EXERCISE INSTRUCTIONS:
Starting with the line that contains "Practice. Place a marker on each instance of the castle window", reproduce each line through the end of the entries exactly as written.

Saved data entries
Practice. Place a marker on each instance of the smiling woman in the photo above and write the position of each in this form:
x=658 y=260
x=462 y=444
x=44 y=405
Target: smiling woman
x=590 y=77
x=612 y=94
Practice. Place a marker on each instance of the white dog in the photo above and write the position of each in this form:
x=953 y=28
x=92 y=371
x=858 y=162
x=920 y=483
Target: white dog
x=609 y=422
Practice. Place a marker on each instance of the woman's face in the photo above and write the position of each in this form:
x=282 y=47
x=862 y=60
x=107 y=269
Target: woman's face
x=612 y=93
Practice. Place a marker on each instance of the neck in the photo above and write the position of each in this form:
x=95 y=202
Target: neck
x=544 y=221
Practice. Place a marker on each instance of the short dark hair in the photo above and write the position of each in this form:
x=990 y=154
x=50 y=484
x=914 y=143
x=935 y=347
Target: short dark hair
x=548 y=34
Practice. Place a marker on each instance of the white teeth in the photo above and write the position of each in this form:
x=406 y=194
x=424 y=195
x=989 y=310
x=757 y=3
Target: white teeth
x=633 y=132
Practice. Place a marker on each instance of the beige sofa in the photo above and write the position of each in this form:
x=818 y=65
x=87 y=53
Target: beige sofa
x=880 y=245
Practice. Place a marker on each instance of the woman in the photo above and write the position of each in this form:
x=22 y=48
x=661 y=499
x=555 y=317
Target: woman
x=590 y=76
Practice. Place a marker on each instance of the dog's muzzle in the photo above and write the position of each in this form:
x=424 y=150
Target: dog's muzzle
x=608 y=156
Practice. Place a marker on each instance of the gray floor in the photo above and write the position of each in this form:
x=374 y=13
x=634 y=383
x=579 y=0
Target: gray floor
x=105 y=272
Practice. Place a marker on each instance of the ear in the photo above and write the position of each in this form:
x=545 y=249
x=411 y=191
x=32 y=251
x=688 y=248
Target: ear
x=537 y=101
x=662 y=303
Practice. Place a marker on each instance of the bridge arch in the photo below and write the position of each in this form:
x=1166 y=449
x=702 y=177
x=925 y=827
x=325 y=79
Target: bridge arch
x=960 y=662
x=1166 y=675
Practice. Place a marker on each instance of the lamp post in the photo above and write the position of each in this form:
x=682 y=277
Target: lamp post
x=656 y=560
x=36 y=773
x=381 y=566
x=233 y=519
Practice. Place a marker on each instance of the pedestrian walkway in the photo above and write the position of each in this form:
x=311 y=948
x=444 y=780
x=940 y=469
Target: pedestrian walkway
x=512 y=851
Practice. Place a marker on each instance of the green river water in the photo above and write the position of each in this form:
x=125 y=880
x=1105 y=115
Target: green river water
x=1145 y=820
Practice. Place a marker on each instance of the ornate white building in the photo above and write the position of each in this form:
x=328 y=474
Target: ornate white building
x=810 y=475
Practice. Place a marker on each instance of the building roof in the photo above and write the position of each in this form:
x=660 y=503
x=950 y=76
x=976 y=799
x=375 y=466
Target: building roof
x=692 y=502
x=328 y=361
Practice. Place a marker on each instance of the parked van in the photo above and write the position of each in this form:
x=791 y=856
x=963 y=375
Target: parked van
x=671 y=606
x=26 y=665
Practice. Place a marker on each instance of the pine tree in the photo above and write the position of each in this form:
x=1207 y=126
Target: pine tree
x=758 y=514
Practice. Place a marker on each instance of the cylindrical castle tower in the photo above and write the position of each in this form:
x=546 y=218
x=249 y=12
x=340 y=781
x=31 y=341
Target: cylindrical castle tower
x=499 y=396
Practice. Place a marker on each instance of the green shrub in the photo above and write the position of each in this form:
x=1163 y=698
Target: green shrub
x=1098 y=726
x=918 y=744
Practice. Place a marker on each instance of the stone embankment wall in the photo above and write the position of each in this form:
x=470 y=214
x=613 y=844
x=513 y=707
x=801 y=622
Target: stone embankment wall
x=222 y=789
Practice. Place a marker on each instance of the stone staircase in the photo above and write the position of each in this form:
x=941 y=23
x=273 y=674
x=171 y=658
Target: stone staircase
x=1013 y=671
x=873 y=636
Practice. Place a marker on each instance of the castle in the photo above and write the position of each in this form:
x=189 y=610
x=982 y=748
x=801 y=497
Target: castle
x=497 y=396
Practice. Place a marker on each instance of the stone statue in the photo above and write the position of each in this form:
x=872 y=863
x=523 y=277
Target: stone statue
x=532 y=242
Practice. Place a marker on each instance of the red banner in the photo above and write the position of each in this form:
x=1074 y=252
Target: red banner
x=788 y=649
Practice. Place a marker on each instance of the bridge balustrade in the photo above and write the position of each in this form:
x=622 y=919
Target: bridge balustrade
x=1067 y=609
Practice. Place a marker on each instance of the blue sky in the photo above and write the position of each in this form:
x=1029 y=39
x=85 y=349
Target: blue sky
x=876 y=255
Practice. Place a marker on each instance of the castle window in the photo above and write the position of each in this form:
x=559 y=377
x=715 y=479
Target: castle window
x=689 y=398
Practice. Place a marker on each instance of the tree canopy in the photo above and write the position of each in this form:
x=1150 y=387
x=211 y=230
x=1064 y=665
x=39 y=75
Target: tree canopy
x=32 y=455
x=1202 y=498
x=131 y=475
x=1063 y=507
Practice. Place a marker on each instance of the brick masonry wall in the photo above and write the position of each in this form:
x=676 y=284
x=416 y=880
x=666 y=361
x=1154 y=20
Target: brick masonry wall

RESULT OF THE TASK:
Practice. Place a marker on each instance of the castle window in the photo above and write the position of each in this form:
x=559 y=377
x=715 y=479
Target: castle window
x=689 y=398
Practice. Place a marker on each instance of the tree canopy in the photo above and write the position of each in this form:
x=1150 y=387
x=211 y=230
x=1064 y=665
x=39 y=75
Target: tree canopy
x=32 y=455
x=1202 y=498
x=131 y=475
x=1063 y=507
Practice. Place a marker on each instance of the brick masonry wall in the photo above and write the position of each in this form:
x=676 y=284
x=416 y=880
x=666 y=361
x=1154 y=20
Target: brick masonry wall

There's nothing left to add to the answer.